▸ TEXT TO READ:

☆ ☆ ☆ ☆ ☆

High Performance Risk Management

LOS ANGELES—Risk managers, whose job once focused on a basic “bucket of risks,” and making decisions about which risks are transferable and which ones the company should retain, have been “migrating along an evolutionary path which is allowing us to be more strategic,” said Chris Mandel, senior vice president of strategic solutions at Sedgwick, at the RIMS ERM Conference 2017.

During the session “The Trouble with ERM,” he noted that risk managers now need to alter their focus. “The question for risk managers now is, how do we get our organizations to focus on long-term success and recognize the link between strategy and risk?” he said.

Erin Sedor, president at Black Fox Strategy, said that personal experience taught her the importance of connecting with the CEO and aligning with the company’s strategy when setting up a program. “You need to know what they are talking about and understand strategy,” she said.

Unable to find a satisfactory definition of strategy for ERM, Sedor came up with her own: “A strategic business discipline that allows an organization to manage risks and seize opportunities related to the achievement of its objectives.” She added that, unfortunately, enterprise risk is not a term that resonates with the C-suite, but strategy is.

She identified three major problems with ERM that can dampen its prospects:

  1. A limited view of the organization’s mission, growth and survival.
  2. Silos. Breaking through them is a nonstop process, no matter how a company tries to improve the situation—especially in the areas of risk management, continuity planning and strategy, which typically happen in very different parts of the company. “It is important to link risk management and continuity planning in the strategic planning process, because that will get some attention and get the program where it needs to be,” she said.
  3. Size. Because ERM programs are notoriously huge, she said, “the thought is that ERM will cost too much money, take too many resources and take too long to implement. And that by the time it’s finished, everything will have changed anyway.”

Starting the process by “saying you’re going to focus on mission-critical,” however, can help get the conversation moving. “Because as you focus on that, the lines between risk management, continuity planning and strategic planning begin to blur,” she said.

Sedor described mission-critical as any activity, asset, resource, service or system that materially impacts (positively or negatively) the organization’s ability to successfully achieve its strategic goals and objectives.

She said to find out what mission-critical means to the organization, what is the company’s appetite and tolerance for mission-critical, and the impacts of mission-critical exposures on the organization. “Risk managers will often ask this question first, but you have to come to grips with the fact that not every risk is a mission-critical risk,” she said. “And not everything in a risk management program is mission-critical.” Using that context helps in gaining perspective, she added.

When viewing risk management, continuity planning and strategic planning from a traditional perspective, strategic planning is about capturing opportunity and mitigating threats; risk management is the identification, assessment and mitigation of risk; and business continuity planning is about planning for and mitigating catastrophic threats.

☆ ☆ ☆ ☆ ☆

▸ WORK INSTRUCTIONS:
A) In the risk management article, what position does Chris Mandel hold at Sedgwick?
B) Return, word for word, the part of the risk management article between "LOS ANGELES—Risk managers, whose" and "ERM Conference 2017.", inclusive.

☆ ☆ ☆ ☆ ☆

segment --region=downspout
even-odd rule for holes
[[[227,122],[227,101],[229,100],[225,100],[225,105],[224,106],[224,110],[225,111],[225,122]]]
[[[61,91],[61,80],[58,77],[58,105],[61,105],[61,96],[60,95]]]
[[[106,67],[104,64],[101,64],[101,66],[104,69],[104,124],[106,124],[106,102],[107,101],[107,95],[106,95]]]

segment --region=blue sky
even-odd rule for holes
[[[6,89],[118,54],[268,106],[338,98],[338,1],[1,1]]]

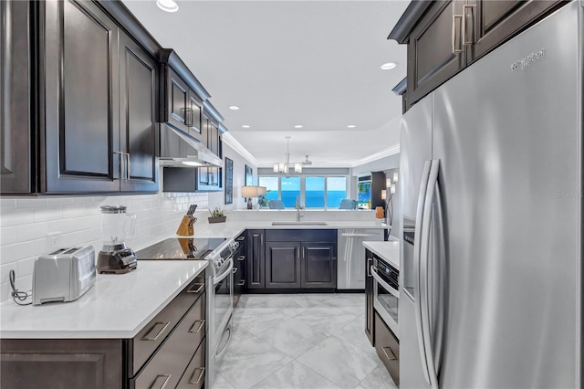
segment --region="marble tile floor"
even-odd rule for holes
[[[212,389],[394,389],[364,326],[362,293],[244,295]]]

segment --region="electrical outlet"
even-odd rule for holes
[[[48,251],[53,252],[59,248],[61,246],[61,233],[60,232],[49,232],[47,234],[47,248]]]

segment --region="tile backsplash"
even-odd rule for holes
[[[127,240],[138,250],[172,236],[190,204],[206,213],[205,193],[92,197],[0,198],[0,300],[10,298],[8,273],[14,269],[20,290],[32,287],[35,259],[50,252],[47,234],[59,234],[58,247],[92,245],[101,248],[100,205],[122,205],[136,214],[136,233]]]

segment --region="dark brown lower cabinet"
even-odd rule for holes
[[[371,345],[375,345],[375,318],[373,316],[373,276],[371,266],[373,265],[373,253],[365,250],[365,335]]]
[[[375,351],[390,372],[396,385],[400,384],[400,341],[375,312]]]
[[[199,389],[205,327],[201,276],[132,339],[0,340],[0,387]]]

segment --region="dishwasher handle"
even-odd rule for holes
[[[340,234],[341,237],[379,237],[379,234],[359,234],[359,233],[348,233],[348,232],[343,232],[342,234]]]

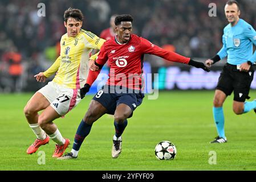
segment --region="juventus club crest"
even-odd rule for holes
[[[236,47],[240,46],[240,39],[234,39],[234,44]]]
[[[76,46],[78,44],[78,38],[75,38],[75,44],[74,45],[74,46]]]
[[[67,55],[70,53],[70,47],[67,47],[65,49],[65,52],[64,52],[65,55]]]

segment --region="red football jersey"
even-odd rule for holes
[[[190,58],[164,49],[145,39],[132,34],[129,41],[125,44],[119,43],[116,36],[104,42],[96,63],[103,65],[108,60],[110,72],[108,85],[141,89],[143,57],[145,53],[185,64],[188,64],[190,60]],[[87,83],[91,85],[99,73],[99,71],[90,71]]]

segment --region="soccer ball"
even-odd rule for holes
[[[174,159],[177,154],[176,147],[170,142],[162,141],[155,148],[155,154],[157,159]]]

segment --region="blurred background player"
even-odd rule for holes
[[[115,30],[115,19],[117,15],[117,14],[114,14],[111,16],[109,21],[110,27],[103,30],[100,33],[100,38],[105,40],[115,38],[116,35]]]
[[[225,13],[229,24],[224,28],[223,47],[218,53],[205,61],[210,67],[227,56],[219,78],[213,101],[213,118],[218,136],[210,143],[225,143],[223,104],[234,91],[233,110],[236,114],[246,113],[256,108],[256,101],[245,102],[250,98],[249,93],[254,71],[252,64],[256,61],[256,52],[253,54],[253,44],[256,45],[256,31],[253,27],[239,18],[241,14],[237,1],[229,1]]]
[[[121,151],[121,135],[127,125],[127,118],[132,116],[134,110],[141,105],[144,97],[141,93],[143,67],[141,57],[144,54],[155,55],[169,61],[188,64],[209,71],[202,63],[194,61],[189,57],[161,48],[145,39],[132,34],[133,20],[130,15],[116,17],[115,24],[117,35],[115,39],[107,40],[100,48],[95,61],[99,69],[90,70],[86,84],[81,90],[84,94],[89,90],[108,60],[111,64],[109,78],[107,84],[91,101],[77,130],[71,152],[66,154],[59,159],[76,158],[93,123],[106,113],[114,114],[115,117],[116,133],[113,137],[112,157],[116,158],[119,156]],[[122,78],[121,80],[120,78]]]
[[[56,143],[52,157],[58,158],[70,144],[70,140],[62,136],[52,121],[64,116],[81,101],[80,88],[87,79],[90,53],[92,49],[100,49],[104,42],[81,28],[83,19],[80,10],[69,8],[65,11],[67,34],[60,40],[60,55],[46,71],[35,75],[38,81],[44,82],[58,72],[53,80],[36,92],[24,109],[26,118],[37,138],[27,149],[28,154],[35,152],[51,138]]]
[[[113,14],[111,16],[109,20],[110,27],[103,30],[100,33],[100,38],[105,40],[115,38],[115,36],[116,35],[115,30],[115,19],[117,15],[117,14]],[[108,61],[107,62],[106,65],[109,68],[109,63]]]

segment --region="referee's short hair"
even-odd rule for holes
[[[238,11],[240,10],[240,7],[239,6],[239,4],[237,2],[237,1],[235,1],[235,0],[229,0],[226,4],[228,5],[232,5],[234,3],[237,5],[237,8],[238,8]]]

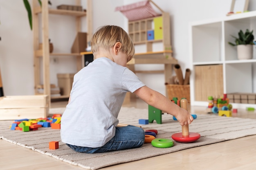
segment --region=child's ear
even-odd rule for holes
[[[115,54],[117,55],[117,53],[120,51],[120,49],[122,46],[122,44],[120,42],[116,42],[114,46],[114,50]]]

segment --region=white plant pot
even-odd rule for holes
[[[237,57],[239,60],[246,60],[252,58],[253,45],[238,45]]]

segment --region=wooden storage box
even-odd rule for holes
[[[195,100],[208,101],[208,97],[223,95],[222,65],[195,66]]]
[[[188,102],[190,103],[190,86],[168,84],[166,85],[167,90],[168,98],[172,100],[173,97],[177,97],[178,100],[186,98]]]
[[[61,94],[62,95],[69,96],[70,94],[74,75],[74,73],[57,74],[58,86],[61,89]]]
[[[66,10],[82,11],[83,9],[81,6],[61,5],[57,7],[58,9],[65,9]]]
[[[8,96],[0,97],[0,120],[46,118],[47,95]]]

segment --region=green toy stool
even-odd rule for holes
[[[162,124],[162,111],[148,105],[148,122],[153,123],[154,120],[157,123]]]

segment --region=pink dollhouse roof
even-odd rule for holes
[[[122,7],[117,7],[115,11],[120,11],[129,21],[140,20],[161,15],[152,8],[149,0],[145,0]]]

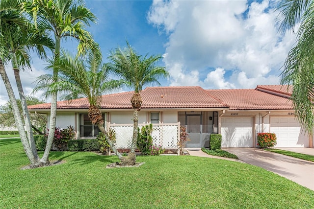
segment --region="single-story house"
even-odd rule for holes
[[[130,147],[133,92],[102,96],[101,110],[106,127],[117,132],[117,148]],[[277,147],[314,147],[313,137],[305,134],[294,116],[291,88],[260,85],[255,89],[204,90],[200,87],[148,87],[141,93],[143,105],[139,125],[152,123],[156,143],[175,149],[180,126],[185,126],[190,140],[186,147],[208,147],[209,135],[221,134],[223,147],[257,145],[257,135],[262,132],[277,135]],[[47,114],[50,103],[28,106],[31,112]],[[77,139],[95,138],[99,130],[87,116],[86,98],[57,104],[56,126],[72,125]],[[48,127],[49,124],[47,124]]]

☆ ☆ ☆ ☆ ☆

▸ RESPONSES:
A) He is senior vice president of strategic solutions at Sedgwick.

B)
LOS ANGELES—Risk managers, whose job once focused on a basic “bucket of risks,” and making decisions about which risks are transferable and which ones the company should retain, have been “migrating along an evolutionary path which is allowing us to be more strategic,” said Chris Mandel, senior vice president of strategic solutions at Sedgwick, at the RIMS ERM Conference 2017.